**ABOUT THIS EXERCISE:**
Wherever "banner" appears in a line of the listing, that line should be returned.

=== Section Start ===

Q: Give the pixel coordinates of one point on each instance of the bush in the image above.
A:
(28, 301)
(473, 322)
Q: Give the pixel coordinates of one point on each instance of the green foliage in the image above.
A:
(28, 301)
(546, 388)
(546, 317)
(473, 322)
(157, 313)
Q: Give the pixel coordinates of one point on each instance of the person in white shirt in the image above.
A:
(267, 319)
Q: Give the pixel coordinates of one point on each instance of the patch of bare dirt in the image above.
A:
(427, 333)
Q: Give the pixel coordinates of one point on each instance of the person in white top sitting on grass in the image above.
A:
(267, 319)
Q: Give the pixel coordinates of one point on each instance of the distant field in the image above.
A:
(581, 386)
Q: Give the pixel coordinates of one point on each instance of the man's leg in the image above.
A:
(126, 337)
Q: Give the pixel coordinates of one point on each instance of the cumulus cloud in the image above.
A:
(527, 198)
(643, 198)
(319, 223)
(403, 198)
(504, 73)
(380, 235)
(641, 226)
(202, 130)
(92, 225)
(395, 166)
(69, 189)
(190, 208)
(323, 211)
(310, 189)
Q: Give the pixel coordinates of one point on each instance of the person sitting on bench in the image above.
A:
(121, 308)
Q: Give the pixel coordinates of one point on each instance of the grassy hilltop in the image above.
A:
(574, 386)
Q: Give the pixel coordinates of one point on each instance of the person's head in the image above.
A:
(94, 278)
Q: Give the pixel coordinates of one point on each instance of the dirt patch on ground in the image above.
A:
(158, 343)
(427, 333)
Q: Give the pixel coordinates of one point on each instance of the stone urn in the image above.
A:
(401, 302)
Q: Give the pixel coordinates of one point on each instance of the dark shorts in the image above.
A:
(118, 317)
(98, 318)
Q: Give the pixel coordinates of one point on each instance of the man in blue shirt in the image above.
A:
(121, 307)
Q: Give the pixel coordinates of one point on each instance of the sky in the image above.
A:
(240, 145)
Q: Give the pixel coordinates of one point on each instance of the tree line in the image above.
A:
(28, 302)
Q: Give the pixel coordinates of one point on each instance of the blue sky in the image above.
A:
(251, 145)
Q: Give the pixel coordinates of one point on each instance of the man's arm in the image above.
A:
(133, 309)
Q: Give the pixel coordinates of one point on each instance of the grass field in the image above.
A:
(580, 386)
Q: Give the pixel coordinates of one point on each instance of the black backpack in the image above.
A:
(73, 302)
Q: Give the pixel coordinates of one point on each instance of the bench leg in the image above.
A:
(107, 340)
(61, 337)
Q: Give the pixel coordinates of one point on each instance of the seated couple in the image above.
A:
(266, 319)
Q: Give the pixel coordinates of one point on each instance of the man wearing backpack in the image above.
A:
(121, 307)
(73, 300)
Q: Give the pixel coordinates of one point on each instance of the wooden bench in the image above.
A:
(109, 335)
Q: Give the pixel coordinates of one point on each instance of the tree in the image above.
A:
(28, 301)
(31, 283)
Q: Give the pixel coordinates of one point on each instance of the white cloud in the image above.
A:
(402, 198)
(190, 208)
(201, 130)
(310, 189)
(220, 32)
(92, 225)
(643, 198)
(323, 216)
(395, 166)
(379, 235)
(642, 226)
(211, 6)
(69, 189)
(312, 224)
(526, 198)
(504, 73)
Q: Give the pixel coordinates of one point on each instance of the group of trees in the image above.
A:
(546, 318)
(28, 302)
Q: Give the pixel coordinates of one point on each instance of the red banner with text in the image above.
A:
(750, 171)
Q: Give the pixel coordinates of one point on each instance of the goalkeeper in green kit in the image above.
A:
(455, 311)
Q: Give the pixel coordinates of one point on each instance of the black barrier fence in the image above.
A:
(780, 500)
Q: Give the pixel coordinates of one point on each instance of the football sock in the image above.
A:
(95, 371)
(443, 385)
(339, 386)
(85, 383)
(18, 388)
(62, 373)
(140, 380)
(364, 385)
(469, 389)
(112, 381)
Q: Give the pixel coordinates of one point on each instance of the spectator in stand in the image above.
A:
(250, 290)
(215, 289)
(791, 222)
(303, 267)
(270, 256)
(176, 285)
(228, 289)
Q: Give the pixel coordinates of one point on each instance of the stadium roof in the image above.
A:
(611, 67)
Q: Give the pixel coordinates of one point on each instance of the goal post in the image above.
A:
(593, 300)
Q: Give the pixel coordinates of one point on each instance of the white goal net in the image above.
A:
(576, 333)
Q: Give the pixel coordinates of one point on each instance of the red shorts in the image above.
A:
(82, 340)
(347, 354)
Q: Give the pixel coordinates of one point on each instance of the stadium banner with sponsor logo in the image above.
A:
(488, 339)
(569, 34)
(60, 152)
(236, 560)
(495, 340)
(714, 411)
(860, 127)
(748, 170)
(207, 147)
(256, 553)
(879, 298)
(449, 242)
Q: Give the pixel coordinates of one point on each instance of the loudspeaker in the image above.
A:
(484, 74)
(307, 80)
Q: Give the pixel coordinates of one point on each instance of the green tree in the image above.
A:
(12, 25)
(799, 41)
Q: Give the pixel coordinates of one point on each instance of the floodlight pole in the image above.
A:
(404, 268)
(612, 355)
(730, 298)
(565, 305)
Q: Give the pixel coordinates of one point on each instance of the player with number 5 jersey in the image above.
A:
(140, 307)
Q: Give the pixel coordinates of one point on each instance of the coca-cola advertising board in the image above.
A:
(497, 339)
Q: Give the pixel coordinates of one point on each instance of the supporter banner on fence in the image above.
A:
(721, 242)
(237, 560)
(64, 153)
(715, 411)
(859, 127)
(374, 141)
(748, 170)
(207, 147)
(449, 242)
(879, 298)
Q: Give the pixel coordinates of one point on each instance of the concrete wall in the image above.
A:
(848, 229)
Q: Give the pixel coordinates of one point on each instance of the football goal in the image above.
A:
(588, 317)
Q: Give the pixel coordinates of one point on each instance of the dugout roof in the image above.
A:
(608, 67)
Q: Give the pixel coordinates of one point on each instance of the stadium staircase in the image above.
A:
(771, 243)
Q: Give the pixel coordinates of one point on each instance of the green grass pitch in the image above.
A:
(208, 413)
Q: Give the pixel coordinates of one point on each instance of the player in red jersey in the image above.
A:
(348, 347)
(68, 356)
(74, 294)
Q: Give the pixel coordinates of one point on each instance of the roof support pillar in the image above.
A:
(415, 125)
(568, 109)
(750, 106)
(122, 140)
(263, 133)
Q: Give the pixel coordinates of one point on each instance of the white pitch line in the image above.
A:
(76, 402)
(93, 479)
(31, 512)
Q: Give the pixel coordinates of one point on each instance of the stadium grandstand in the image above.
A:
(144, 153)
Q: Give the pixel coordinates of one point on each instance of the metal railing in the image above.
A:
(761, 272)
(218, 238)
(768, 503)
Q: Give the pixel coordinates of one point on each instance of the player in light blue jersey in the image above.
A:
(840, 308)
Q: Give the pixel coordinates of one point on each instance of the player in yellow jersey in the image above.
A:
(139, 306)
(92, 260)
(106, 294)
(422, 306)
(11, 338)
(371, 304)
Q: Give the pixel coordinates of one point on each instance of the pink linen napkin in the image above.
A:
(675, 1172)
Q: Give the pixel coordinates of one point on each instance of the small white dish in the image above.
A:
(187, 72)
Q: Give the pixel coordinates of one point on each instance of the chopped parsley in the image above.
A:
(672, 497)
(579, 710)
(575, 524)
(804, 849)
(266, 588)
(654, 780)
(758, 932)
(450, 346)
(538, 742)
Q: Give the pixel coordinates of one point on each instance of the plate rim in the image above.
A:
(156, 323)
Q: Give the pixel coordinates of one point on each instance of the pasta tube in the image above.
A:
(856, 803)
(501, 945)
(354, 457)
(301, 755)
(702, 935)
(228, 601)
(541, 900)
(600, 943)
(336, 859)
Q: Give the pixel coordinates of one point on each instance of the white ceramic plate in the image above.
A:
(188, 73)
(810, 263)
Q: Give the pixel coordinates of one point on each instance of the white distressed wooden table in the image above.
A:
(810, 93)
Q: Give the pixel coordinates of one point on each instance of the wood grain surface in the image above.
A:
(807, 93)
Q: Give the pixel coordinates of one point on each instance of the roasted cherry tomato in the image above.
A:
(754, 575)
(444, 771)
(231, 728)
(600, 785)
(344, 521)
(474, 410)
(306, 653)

=== Section End ===

**WRITTEN RESPONSE:**
Q: Give the pixel coordinates of one point on each instance of the red banner with text in the image above.
Q: Give the pixel coordinates of one point on each instance of the stadium banner with sponsor logo in the image above.
Q: Give the pixel coordinates of one point on each instance of the supporter banner on fence in the image above.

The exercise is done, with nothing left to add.